:: Data extracts ::

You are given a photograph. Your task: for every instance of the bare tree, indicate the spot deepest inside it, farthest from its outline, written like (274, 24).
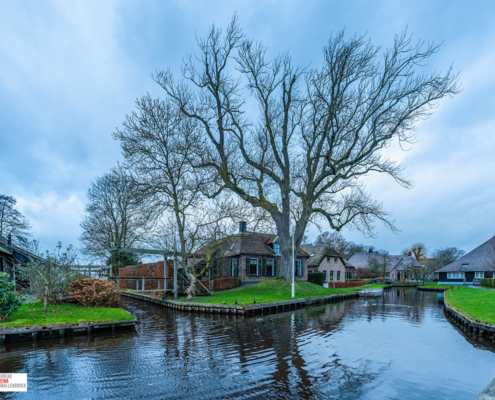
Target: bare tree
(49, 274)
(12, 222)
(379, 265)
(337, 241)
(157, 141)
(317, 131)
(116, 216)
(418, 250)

:::
:: Data extracts ::

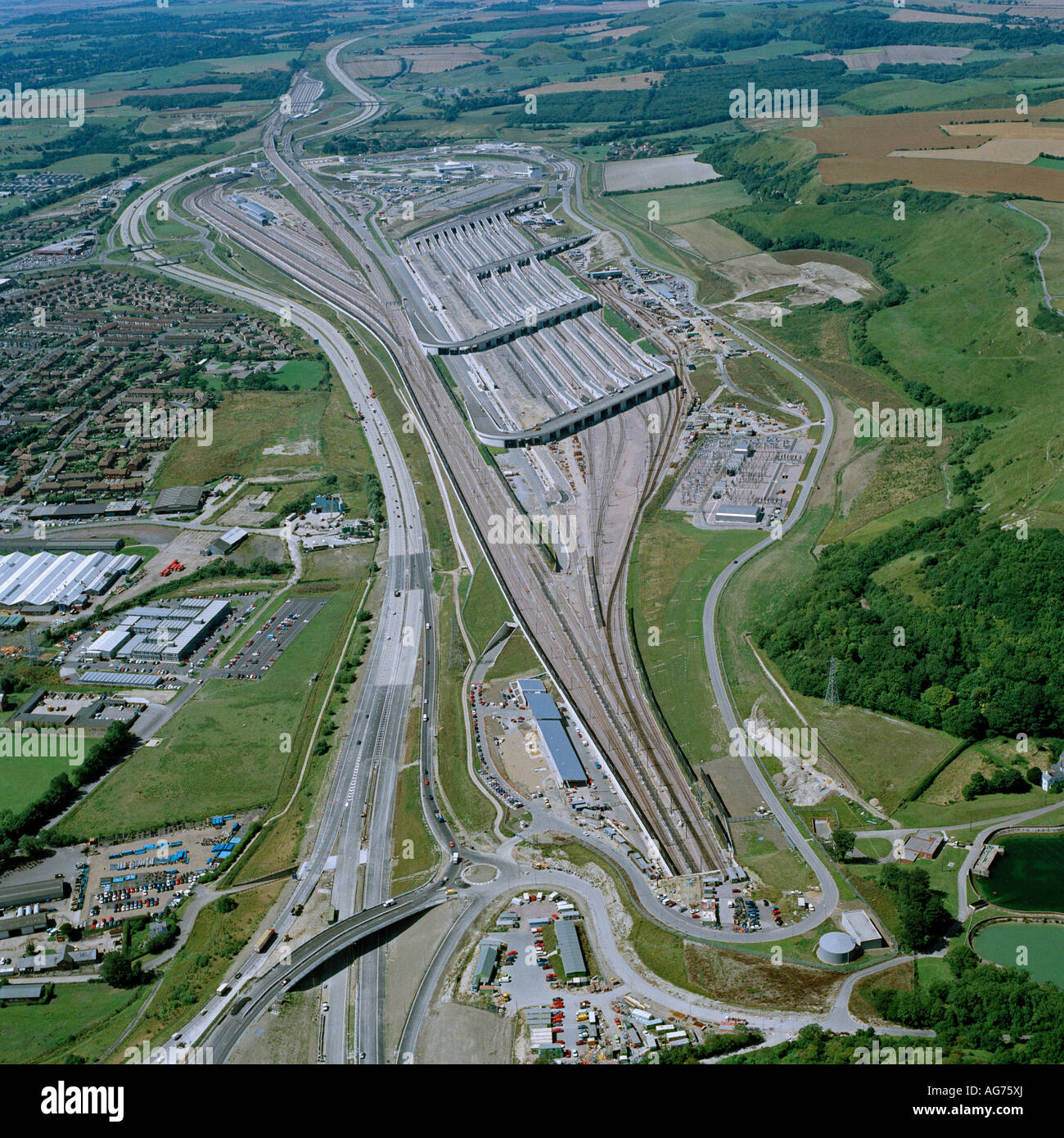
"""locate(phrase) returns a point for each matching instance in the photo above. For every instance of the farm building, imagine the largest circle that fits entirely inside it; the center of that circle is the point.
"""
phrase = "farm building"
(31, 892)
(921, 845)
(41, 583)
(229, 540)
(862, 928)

:::
:: Data extracts ::

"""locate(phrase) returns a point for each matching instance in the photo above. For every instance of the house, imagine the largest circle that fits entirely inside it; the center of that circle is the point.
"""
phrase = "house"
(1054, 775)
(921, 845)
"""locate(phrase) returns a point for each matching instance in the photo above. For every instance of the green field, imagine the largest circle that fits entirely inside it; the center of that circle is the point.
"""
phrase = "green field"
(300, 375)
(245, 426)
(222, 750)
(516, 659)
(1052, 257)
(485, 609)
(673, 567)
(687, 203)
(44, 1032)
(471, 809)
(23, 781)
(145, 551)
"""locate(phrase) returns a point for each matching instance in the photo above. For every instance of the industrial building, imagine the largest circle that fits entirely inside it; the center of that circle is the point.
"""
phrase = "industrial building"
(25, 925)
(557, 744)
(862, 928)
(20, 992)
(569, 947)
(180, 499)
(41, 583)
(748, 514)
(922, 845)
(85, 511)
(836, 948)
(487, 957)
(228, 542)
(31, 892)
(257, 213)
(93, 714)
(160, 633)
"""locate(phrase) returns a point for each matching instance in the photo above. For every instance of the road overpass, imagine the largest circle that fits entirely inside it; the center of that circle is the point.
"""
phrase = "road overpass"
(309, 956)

:::

Work instructions:
Check the data above and report how many lines include the word "that", using a bare number.

Written solution:
5